-- start Input material --
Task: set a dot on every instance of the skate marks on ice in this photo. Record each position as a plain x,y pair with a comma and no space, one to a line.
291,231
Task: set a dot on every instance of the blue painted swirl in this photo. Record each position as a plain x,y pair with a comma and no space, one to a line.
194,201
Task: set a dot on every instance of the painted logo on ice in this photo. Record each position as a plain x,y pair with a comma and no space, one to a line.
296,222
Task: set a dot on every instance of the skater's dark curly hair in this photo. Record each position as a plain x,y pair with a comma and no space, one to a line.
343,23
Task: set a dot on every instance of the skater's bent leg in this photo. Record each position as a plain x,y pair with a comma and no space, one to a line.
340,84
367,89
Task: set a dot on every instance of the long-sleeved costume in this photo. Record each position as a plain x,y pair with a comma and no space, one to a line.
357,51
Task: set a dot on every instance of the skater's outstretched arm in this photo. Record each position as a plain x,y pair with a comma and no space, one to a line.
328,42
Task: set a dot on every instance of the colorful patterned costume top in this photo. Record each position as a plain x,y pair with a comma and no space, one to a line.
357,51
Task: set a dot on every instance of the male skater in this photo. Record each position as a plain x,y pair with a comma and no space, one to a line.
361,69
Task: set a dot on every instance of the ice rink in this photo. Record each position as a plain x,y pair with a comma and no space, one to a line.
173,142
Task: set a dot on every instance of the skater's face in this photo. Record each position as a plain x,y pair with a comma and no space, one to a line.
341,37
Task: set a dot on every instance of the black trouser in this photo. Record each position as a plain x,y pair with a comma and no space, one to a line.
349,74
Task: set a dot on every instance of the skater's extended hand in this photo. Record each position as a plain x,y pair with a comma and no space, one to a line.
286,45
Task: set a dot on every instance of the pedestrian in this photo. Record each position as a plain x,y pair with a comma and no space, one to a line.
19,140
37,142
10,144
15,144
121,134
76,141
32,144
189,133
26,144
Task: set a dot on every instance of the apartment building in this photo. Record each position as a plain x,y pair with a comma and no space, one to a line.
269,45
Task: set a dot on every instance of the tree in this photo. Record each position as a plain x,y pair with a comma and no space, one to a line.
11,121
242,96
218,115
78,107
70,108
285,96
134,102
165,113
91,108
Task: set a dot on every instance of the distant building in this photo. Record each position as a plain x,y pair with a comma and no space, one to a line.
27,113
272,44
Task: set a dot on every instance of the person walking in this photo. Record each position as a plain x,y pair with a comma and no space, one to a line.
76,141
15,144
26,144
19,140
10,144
-- end Input material --
▶ [What to produce]: Return exactly the lines from the line bearing "Task: set a dot on every instance of the apartment" to the end of the records, inclusive of both; include no other lines.

▶ [Response for this exercise]:
Task: set a dot on every instance of the apartment building in this photo. Record each position as a plain x,y pair with a comma and no space, one to a line.
269,45
Task: set a dot on every instance of the tree in this photo. Record each position as a plain x,y pair with a comma and no space, one to a line.
11,121
242,96
218,115
78,107
70,108
285,96
134,102
165,113
91,108
Task: set a dot on every instance of the distant building in this photo. Record each position as a plain x,y pair with a comma and no space, one to a line.
27,113
272,44
Task: set a dot on every instance of the person walking in this photo. Record each position as a plain x,y pair with a comma and no space, one to a line.
76,141
15,144
26,144
19,140
10,144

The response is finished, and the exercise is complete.